** ÉNONCÉ **
Répondez aux questions suivantes à partir du texte sur Nina Penda Faye.
(a) Comment s'appelle la production audiovisuelle créée par Nina Penda Faye ?
(b) Quelle fonction occupe-t-elle actuellement au Cored ?
(c) Que souhaite-t-elle obtenir à travers cette production ?

--- TEXTE ÉTUDIÉ ---

Brutalité, mariage forcé, sexisme, viol, patriarcat… Nina Penda Faye explore tous ces maux auxquels sont confrontées les femmes dans la société sénégalaise. Engagée, fière, modeste et motivée, Nina Penda Faye a créé «Vécu.e.s», une production audiovisuelle qui dénonce les violences sexuelles et conjugales, les violences basées sur le genre. Journaliste dans l’âme, l’actuelle chargée de communication du Conseil pour l’observation des règles d’éthique et de déontologie dans les médias (Cored) se bat au quotidien pour la défense des droits des femmes et filles du Sénégal, mais aussi de l’Afrique. Et à travers «Vécu.e.s», elle souhaite inverser la tendance et faire en sorte que la peur change de camp.Vécu.e.s est un projet que vous portez et qui vise à amplifier la parole des femmes et des victimes. Qu’est-ce qui a motivé votre démarche ?

--- DONNÉES ---

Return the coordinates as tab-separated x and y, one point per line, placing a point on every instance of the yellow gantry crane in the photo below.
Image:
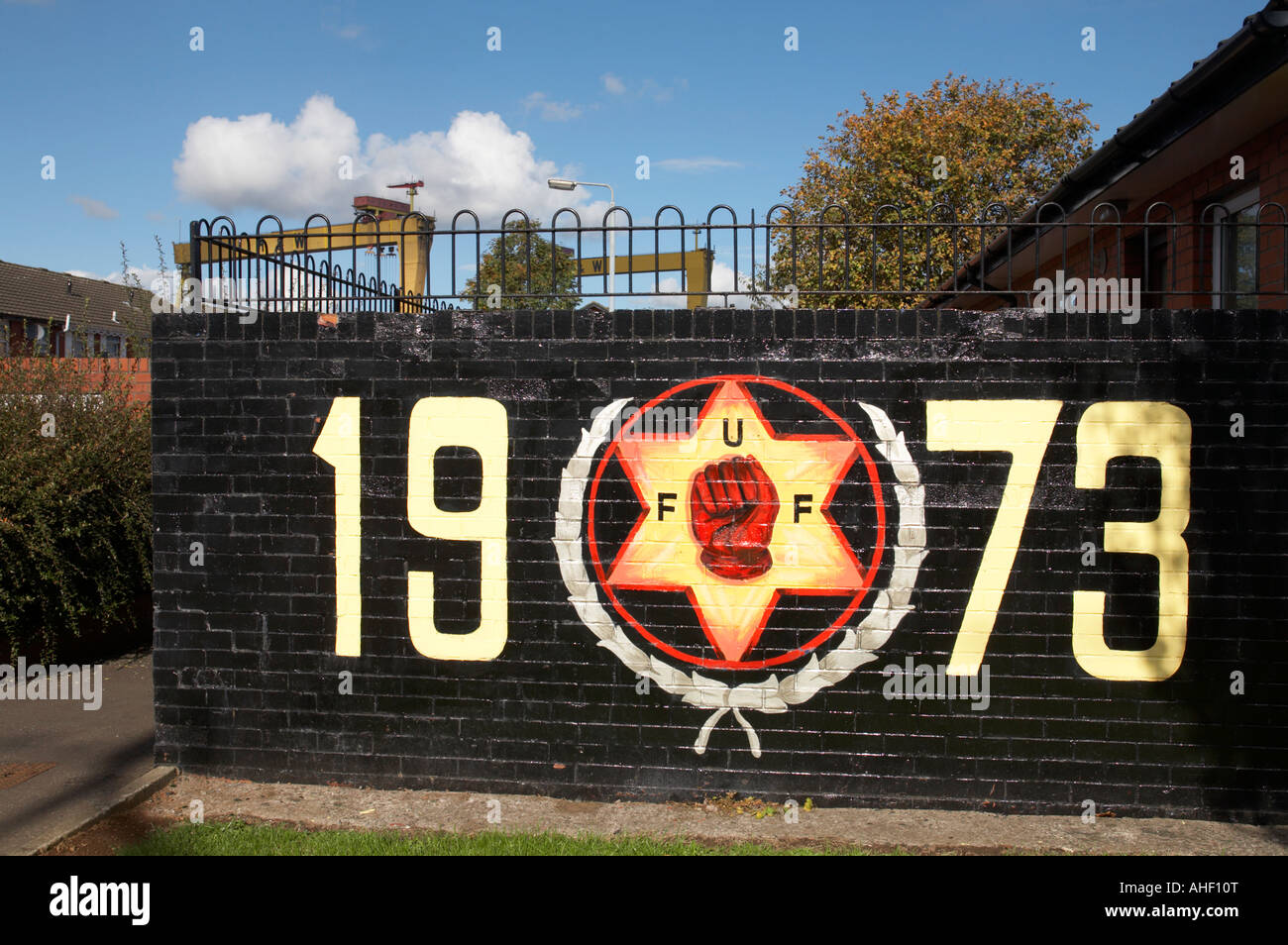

---

** CORRIGÉ **
(a) Elle s'appelle «Vécu.e.s».
(b) Elle en est l'actuelle chargée de communication.
(c) Elle souhaite inverser la tendance et faire en sorte que la peur change de camp.